• PROVIDED MATERIAL
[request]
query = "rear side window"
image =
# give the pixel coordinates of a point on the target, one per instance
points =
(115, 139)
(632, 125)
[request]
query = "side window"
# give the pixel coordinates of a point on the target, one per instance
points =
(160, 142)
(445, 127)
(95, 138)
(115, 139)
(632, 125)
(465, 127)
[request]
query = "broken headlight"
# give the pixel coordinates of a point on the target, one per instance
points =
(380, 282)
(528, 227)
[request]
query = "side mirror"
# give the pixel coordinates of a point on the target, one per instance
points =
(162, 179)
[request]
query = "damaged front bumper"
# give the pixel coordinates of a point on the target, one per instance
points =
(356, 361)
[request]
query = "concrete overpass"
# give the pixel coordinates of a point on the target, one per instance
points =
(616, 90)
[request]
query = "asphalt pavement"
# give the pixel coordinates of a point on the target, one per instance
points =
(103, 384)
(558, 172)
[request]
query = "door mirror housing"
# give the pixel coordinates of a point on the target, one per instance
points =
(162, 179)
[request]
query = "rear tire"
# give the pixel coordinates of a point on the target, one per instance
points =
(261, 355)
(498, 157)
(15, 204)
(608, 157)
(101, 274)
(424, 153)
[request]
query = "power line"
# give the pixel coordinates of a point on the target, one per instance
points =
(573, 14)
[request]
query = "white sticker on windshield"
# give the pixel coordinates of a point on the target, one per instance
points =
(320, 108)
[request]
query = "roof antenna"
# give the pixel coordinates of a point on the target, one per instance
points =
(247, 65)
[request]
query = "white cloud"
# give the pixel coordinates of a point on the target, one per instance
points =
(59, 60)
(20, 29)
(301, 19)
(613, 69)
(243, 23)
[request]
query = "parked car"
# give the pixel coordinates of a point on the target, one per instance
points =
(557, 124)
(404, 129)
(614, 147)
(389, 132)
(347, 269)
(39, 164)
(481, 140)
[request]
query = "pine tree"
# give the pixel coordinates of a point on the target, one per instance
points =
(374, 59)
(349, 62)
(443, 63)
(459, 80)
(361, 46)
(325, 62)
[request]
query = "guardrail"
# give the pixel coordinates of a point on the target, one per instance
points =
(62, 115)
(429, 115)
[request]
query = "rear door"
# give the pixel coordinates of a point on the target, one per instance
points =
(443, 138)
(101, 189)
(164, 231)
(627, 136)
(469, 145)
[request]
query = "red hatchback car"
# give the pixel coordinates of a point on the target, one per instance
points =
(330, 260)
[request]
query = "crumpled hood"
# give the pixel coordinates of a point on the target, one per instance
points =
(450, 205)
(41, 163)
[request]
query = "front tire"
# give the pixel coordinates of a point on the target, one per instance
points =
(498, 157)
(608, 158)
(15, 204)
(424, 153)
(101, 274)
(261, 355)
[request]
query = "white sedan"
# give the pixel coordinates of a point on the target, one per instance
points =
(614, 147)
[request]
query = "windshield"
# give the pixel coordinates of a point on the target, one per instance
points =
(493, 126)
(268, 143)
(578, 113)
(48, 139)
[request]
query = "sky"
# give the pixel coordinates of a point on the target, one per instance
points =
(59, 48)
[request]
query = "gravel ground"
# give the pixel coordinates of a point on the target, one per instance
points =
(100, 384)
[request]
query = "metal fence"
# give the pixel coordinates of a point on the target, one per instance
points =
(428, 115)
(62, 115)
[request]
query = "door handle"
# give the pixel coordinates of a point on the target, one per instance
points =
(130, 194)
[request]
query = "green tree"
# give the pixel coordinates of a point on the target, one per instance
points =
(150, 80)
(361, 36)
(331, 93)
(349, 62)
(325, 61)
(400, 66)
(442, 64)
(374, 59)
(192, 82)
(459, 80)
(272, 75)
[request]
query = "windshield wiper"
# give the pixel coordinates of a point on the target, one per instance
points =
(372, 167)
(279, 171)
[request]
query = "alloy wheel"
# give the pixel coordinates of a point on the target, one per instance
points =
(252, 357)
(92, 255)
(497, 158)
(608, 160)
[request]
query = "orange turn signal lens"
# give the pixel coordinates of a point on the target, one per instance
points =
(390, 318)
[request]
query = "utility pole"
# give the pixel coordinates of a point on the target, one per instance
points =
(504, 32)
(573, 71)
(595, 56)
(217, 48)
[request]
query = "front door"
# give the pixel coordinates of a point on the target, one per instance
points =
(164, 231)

• WORK TO BE COMPLETED
Reproduce each record exactly as it appears.

• SOLVED PROBLEM
[request]
query = "rear side window"
image =
# give the pixel coordinates of a point on the target, one per instance
points =
(115, 139)
(632, 125)
[request]
query = "side window"
# give the pixel coordinates of a point on the target, one per instance
points =
(160, 142)
(445, 127)
(95, 138)
(115, 139)
(632, 125)
(465, 127)
[request]
query = "broken headlight"
# give the pixel coordinates of a point on the target, one per instance
points =
(380, 282)
(528, 227)
[request]
query = "side mirror"
# give the pixel coordinates of a point on the target, one per instance
points =
(162, 179)
[request]
query = "damaged front bumper"
# give the pixel coordinates of a point on the target, one per instance
points =
(356, 361)
[request]
query = "concrete overpass"
# give the pixel coordinates of a point on the target, one per instance
points =
(616, 90)
[request]
query = "asphalt pavement"
# give the pixel coordinates of a point on the target, one per instance
points =
(103, 384)
(558, 172)
[request]
query = "door mirror housing"
# give the pixel coordinates of a point on the target, one per instance
points =
(162, 179)
[request]
query = "rear tire"
# give the pixel coordinates of a point on the target, one per instance
points =
(261, 355)
(498, 157)
(15, 204)
(608, 157)
(101, 274)
(424, 153)
[request]
query = "power line"
# give the pixel coordinates of a point on the target, one per instance
points =
(573, 14)
[request]
query = "white sticker on windshield"
# give the pixel coordinates of a point on the target, one per instance
points =
(320, 108)
[request]
query = "roof antenna"
# give the pixel coordinates of a point on the target, one per instance
points =
(247, 65)
[request]
query = "white cloud"
# give the pixel coordinates of a point on the target, one per instance
points =
(59, 60)
(20, 29)
(301, 19)
(613, 69)
(243, 23)
[request]
query = "parked car"
# give the pixel coordinates of a point on the target, one per instance
points =
(557, 124)
(404, 129)
(614, 147)
(389, 132)
(347, 269)
(39, 164)
(481, 140)
[request]
query = "pine tree"
# give the pixel coordinates of a point on the target, one per instance
points =
(374, 59)
(349, 62)
(443, 63)
(459, 80)
(361, 46)
(325, 62)
[request]
query = "guardrail"
# give the pixel coordinates of a point on the target, one per instance
points =
(62, 115)
(429, 115)
[request]
query = "rear door"
# give the pixel coordinates of a point on the target, one per instance
points =
(443, 138)
(101, 189)
(164, 231)
(627, 136)
(469, 145)
[request]
query = "red hatchback car"
# give the pixel coordinates of a point on the target, one per instance
points =
(330, 260)
[request]
query = "crumpled hood"
# give the pixel coordinates of a point on the target, one per instance
points =
(450, 205)
(41, 163)
[request]
query = "front tire"
# give the pixel coordinates of a point on the target, one per instance
points =
(498, 157)
(608, 158)
(15, 204)
(424, 153)
(101, 274)
(261, 355)
[request]
query = "white sedan"
# give the pixel coordinates of a point on the target, one per instance
points =
(614, 147)
[request]
query = "windshield"
# give the pixel coordinates of a point on the target, one per instance
points =
(493, 126)
(268, 143)
(578, 113)
(48, 139)
[request]
query = "sky"
# give the pixel coordinates of a point on the target, one per instance
points =
(59, 48)
[request]
query = "gravel ground"
# give the pixel coordinates of a point on the target, one per instance
points =
(100, 384)
[request]
query = "metal fence"
# give the pixel coordinates of a point on the target, one per instance
points =
(428, 115)
(62, 115)
[request]
query = "door handle"
# give the pixel coordinates of a point on the target, one per instance
points =
(130, 194)
[request]
query = "green tree"
# give the pixel coordinates of a point on the target, one per instance
points =
(150, 80)
(361, 36)
(331, 93)
(349, 62)
(325, 61)
(400, 66)
(442, 64)
(374, 59)
(192, 82)
(459, 80)
(272, 75)
[request]
query = "windshield wiper"
# give the pixel coordinates of a point on the target, one per instance
points =
(372, 167)
(279, 171)
[request]
query = "alloy wheel"
# give the pixel coordinates of a point on the target, one per instance
points =
(252, 357)
(92, 255)
(497, 158)
(608, 160)
[request]
query = "orange turn signal lens"
# give the pixel coordinates of a point on the target, one per instance
points =
(390, 318)
[request]
query = "utility pole"
# give the pixel coordinates of a point on the target, one per instance
points =
(504, 32)
(573, 71)
(595, 56)
(217, 48)
[request]
query = "front door"
# give the pixel coordinates of a point on the target, one per instance
points =
(164, 231)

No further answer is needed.